TEXT PASSAGE.
■ ■ ■ ■ ■
The patch has support for i386 and ia64. Each architecture needs
include/asm-$(ARCH)/dynamic_syscalls.h defining the range of dynamic
syscalls and information about entries in sys_call_table. On archs
that use function pointers, DYNAMIC_SYSCALL_FUNCADDR must extract the
function address from the descriptor.

The patch is against 2.4.17 but should fit 2.4.16 and 2.5 as well.
Enjoy.

Index: 17.1/kernel/Makefile
--- 17.1/kernel/Makefile Tue, 18 Sep 2001 13:43:44 +1000 kaos (linux-2.4/k/3_Makefile 1.1.10.2 644)
+++ 17.1(w)/kernel/Makefile Sat, 22 Dec 2001 22:21:06 +1100 kaos (linux-2.4/k/3_Makefile 1.1.10.2 644)
@@ -14,7 +14,7 @@ export-objs = signal.o sys.o kmod.o cont
obj-y = sched.o dma.o fork.o exec_domain.o panic.o printk.o \
module.o exit.o itimer.o info.o time.o softirq.o resource.o \
sysctl.o acct.o capability.o ptrace.o timer.o user.o \
- signal.o sys.o kmod.o context.o
+ signal.o sys.o kmod.o context.o dynamic_syscalls.o

obj-$(CONFIG_UID16) += uid16.o
obj-$(CONFIG_MODULES) += ksyms.o
Index: 17.1/fs/proc/proc_misc.c
--- 17.1/fs/proc/proc_misc.c Thu, 22 Nov 2001 11:15:28 +1100 kaos (linux-2.4/o/b/48_proc_misc. 1.1.1.1.1.1.1.8 644)
+++ 17.1(w)/fs/proc/proc_misc.c Sat, 22 Dec 2001 22:13:37 +1100 kaos (linux-2.4/o/b/48_proc_misc. 1.1.1.1.1.1.1.8 644)
■ ■ ■ ■ ■
(Dataset items)
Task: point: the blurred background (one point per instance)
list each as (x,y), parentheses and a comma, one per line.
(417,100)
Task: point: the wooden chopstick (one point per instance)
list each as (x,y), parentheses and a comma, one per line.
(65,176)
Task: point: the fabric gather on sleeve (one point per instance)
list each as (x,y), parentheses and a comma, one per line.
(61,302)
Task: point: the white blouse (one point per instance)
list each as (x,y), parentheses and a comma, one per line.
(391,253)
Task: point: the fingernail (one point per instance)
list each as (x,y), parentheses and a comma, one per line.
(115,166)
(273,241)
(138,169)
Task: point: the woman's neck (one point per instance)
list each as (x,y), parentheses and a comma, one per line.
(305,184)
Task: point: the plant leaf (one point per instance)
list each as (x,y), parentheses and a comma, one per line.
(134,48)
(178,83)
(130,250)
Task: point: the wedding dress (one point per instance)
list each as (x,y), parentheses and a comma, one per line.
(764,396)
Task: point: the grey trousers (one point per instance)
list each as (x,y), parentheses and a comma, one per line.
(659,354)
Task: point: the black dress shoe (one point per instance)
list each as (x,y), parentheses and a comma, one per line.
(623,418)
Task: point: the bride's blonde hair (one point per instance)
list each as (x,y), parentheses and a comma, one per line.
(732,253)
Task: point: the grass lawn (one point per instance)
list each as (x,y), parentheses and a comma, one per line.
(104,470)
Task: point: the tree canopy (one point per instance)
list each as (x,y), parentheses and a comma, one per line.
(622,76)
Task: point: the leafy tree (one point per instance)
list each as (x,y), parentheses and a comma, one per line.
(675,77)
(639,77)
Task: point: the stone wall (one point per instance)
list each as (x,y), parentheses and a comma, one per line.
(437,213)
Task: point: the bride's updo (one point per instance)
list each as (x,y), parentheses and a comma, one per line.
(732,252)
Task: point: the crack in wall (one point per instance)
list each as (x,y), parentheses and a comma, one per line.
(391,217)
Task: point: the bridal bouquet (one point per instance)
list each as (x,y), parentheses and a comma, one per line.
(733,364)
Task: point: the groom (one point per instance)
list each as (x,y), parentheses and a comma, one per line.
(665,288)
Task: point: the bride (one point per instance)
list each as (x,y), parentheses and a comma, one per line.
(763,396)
■ ■ ■ ■ ■
EXERCISE REQUIREMENTS.
a: From the patch text, return the passage from "Index: 17.1/kernel/Makefile" up to and including "22:21:06 +1100 kaos (linux-2.4/k/3_Makefile 1.1.10.2 644)".
b: Answer these questions using the patch text:
(i) Which two architectures does the patch support?
(ii) Which kernel version is the patch made against?
(iii) Which object file is added to the obj-y list in kernel/Makefile?

TASK-BY-TASK SOLUTIONS.
a:
Index: 17.1/kernel/Makefile
--- 17.1/kernel/Makefile Tue, 18 Sep 2001 13:43:44 +1000 kaos (linux-2.4/k/3_Makefile 1.1.10.2 644)
+++ 17.1(w)/kernel/Makefile Sat, 22 Dec 2001 22:21:06 +1100 kaos (linux-2.4/k/3_Makefile 1.1.10.2 644)

b:
(i) i386 and ia64
(ii) 2.4.17
(iii) dynamic_syscalls.o